Task material:
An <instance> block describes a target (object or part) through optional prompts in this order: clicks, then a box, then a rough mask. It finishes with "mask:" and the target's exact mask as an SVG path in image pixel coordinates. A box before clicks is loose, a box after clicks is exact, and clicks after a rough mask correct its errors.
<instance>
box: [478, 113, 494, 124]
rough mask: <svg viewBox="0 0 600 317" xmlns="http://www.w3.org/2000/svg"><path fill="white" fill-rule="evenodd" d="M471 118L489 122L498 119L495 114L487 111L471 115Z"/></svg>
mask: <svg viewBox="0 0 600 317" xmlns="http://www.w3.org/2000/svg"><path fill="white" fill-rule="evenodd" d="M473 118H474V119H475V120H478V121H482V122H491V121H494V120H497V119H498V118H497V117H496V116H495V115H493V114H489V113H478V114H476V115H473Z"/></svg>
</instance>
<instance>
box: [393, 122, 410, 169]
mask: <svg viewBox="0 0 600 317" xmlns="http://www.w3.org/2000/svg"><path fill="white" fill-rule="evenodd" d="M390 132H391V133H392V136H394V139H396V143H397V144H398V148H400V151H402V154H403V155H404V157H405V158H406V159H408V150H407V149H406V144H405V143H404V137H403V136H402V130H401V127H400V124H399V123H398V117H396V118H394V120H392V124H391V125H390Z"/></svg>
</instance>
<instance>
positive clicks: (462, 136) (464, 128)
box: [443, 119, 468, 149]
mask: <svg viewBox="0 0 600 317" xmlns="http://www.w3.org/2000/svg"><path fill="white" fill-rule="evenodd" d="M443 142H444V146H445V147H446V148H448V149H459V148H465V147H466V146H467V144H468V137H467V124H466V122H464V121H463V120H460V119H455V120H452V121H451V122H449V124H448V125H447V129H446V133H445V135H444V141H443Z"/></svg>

Assignment: Find the word "clicks" in the entries, and copy every line it shows up in.

Answer to this exercise:
An <instance> block describes a target (object or part) through optional prompts in this order: clicks, then a box, then a rough mask. It finishes with "mask:" and the target's exact mask as an SVG path in image pixel coordinates. A box before clicks is loose, a box after clicks is exact, and clicks after a rough mask correct its errors.
positive clicks: (462, 136) (464, 128)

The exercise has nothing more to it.